*CHALLENGE*. The entries below should be quoted exactly, with no pictures carried over.

*EXERCISE MATERIAL*.
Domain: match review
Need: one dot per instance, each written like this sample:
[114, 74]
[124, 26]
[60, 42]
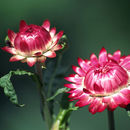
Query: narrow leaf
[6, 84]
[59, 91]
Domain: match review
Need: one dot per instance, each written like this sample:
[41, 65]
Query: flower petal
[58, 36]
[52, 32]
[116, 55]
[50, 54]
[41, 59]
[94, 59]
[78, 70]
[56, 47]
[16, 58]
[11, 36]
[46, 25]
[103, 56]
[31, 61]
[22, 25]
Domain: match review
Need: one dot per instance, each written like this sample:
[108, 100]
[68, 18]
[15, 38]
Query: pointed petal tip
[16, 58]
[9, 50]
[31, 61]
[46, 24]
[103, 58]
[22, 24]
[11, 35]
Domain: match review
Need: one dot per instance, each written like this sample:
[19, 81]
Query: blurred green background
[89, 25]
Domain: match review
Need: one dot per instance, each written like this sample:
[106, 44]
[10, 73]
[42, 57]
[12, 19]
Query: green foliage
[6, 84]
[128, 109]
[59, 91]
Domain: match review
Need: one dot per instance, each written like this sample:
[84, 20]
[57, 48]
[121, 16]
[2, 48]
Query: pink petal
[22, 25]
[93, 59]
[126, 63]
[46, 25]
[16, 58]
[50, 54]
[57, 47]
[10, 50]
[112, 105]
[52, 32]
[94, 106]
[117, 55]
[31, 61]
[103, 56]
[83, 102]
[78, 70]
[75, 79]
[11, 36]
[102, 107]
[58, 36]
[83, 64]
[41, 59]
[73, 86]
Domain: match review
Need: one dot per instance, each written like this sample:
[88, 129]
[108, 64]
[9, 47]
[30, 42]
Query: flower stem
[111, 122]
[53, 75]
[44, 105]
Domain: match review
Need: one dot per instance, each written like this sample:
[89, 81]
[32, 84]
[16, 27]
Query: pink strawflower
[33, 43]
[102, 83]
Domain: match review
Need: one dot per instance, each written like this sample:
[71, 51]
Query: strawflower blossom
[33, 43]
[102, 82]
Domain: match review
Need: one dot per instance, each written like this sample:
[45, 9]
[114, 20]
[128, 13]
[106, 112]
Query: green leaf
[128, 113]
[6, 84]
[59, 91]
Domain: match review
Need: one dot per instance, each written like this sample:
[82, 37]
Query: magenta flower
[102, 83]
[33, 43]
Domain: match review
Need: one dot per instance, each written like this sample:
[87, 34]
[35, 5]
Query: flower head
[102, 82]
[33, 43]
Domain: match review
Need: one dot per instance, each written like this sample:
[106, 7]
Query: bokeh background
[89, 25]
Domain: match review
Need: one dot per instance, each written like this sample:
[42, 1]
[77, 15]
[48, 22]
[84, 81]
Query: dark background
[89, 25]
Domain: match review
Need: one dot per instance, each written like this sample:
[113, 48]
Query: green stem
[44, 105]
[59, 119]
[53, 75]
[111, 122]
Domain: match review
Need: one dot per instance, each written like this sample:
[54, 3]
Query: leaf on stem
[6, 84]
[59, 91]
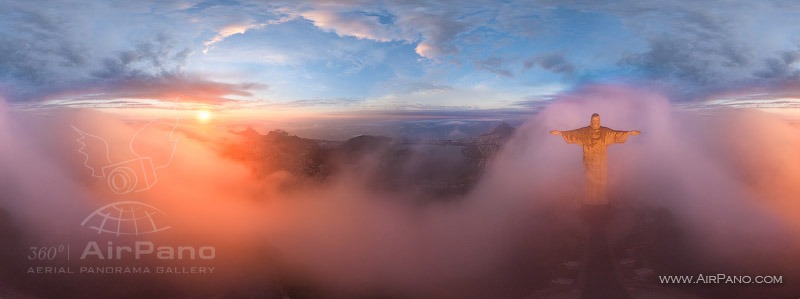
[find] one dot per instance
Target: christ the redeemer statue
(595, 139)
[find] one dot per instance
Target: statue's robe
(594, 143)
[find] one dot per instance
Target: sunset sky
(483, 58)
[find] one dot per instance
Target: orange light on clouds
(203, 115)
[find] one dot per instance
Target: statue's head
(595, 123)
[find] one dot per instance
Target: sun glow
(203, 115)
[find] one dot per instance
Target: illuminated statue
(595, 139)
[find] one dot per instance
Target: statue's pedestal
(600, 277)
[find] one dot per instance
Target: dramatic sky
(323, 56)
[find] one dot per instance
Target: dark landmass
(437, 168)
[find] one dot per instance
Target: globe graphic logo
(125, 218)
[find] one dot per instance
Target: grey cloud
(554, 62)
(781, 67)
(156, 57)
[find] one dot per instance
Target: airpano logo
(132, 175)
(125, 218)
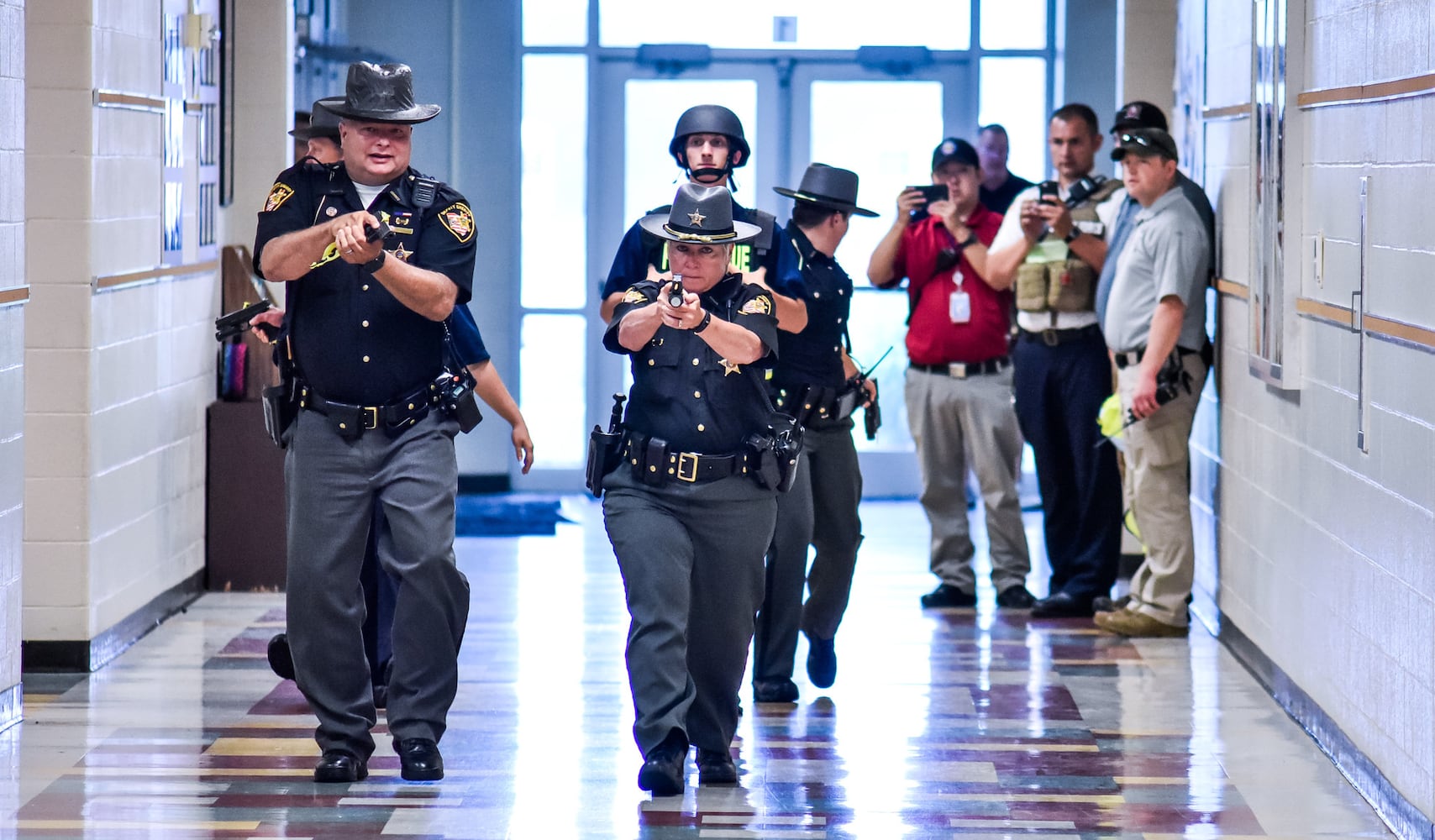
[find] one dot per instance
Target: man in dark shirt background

*TASK RESULT*.
Domain: match review
Need: one dot per instance, each written like this sample:
[114, 74]
[124, 26]
[60, 42]
Query: narrow leaf
[6, 84]
[59, 91]
Domain: match review
Need: one dot per instance, each written like this sample:
[41, 65]
Query: flower petal
[58, 36]
[52, 32]
[116, 55]
[50, 54]
[41, 59]
[94, 59]
[78, 70]
[56, 47]
[16, 58]
[11, 36]
[46, 25]
[103, 56]
[31, 61]
[22, 25]
Domain: match review
Need: one dot per instance, each written like this sample:
[108, 100]
[68, 18]
[15, 38]
Query: pointed petal tip
[16, 58]
[9, 50]
[31, 61]
[46, 24]
[103, 58]
[22, 24]
[11, 35]
Domain: match review
Need: one dot per instance, each written like this sample:
[19, 81]
Query: blurred green background
[89, 25]
Domain: match review
Need: one dot per instance, each written like this sample:
[106, 44]
[10, 73]
[42, 57]
[12, 19]
Query: green foliage
[6, 84]
[128, 109]
[59, 91]
Domain: match review
Need: one dot per instance, each written like this sample:
[84, 20]
[57, 48]
[121, 16]
[2, 48]
Query: pink petal
[22, 25]
[93, 59]
[126, 63]
[46, 25]
[16, 58]
[50, 54]
[57, 47]
[10, 50]
[112, 105]
[52, 32]
[94, 106]
[117, 55]
[31, 61]
[103, 56]
[83, 102]
[78, 70]
[75, 79]
[11, 36]
[102, 107]
[58, 36]
[83, 64]
[41, 59]
[73, 86]
Domain: match review
Need: one dot per instance, each written like this sample:
[88, 129]
[108, 64]
[9, 47]
[30, 42]
Query: flower stem
[111, 122]
[53, 75]
[44, 105]
Domain: match review
Need: one dot per instance, each written like this sample:
[89, 81]
[32, 84]
[16, 27]
Query: pink strawflower
[33, 43]
[102, 83]
Domain: match review
Need: one dot per instance, each written like this sample:
[71, 51]
Query: strawflower blossom
[33, 43]
[102, 82]
Domain: match review
Need: one dot per instance, each written like this sample:
[45, 9]
[114, 20]
[128, 13]
[106, 112]
Query: green leaf
[128, 113]
[6, 84]
[59, 91]
Domain: match review
Need: one dot per instance, each written like this sample:
[82, 37]
Query: magenta flower
[102, 83]
[33, 43]
Domain: match review
Need: one dot per instance, each written like this sample:
[87, 34]
[35, 5]
Query: flower head
[102, 82]
[33, 43]
Domain: match review
Need: one dot per instance, each written like this sample:
[106, 7]
Query: bokeh background
[89, 25]
Domain: match review
Need: one dot per instance, each written like this sample:
[42, 1]
[77, 15]
[48, 22]
[84, 81]
Query: dark background
[89, 25]
Domain: match review
Need: one dot per instance, each written like this sample:
[113, 48]
Query: green stem
[44, 105]
[59, 119]
[53, 75]
[111, 122]
Domain: match review
Need: one dot per instance, each written like this sample:
[54, 3]
Query: leaf on stem
[6, 84]
[59, 91]
[find] one dot per instance
Target: christ the redeemer statue
(595, 139)
[find] one dot per instance
Target: statue's robe
(594, 143)
[find] one dot per instance
Target: sunset sky
(483, 58)
[find] one dot per instance
Target: orange light on clouds
(203, 115)
[find] one dot per instance
Target: statue's head
(595, 123)
[find] one dot per instance
Target: sun glow
(203, 115)
[find] one dot per instance
Target: illuminated statue
(595, 139)
[find] one dot per instance
Target: statue's pedestal
(600, 277)
[find] one dot per instance
Target: dramatic sky
(323, 56)
[find] one dot per instance
Target: dark landmass
(437, 168)
[find] one dot per instance
Target: globe graphic logo
(125, 218)
[find] one dot per instance
Target: grey cloud
(554, 62)
(781, 67)
(156, 57)
[find] one dot per instance
Target: airpano logo
(132, 175)
(125, 218)
[find] one dot per instance
Target: man in dark shirt background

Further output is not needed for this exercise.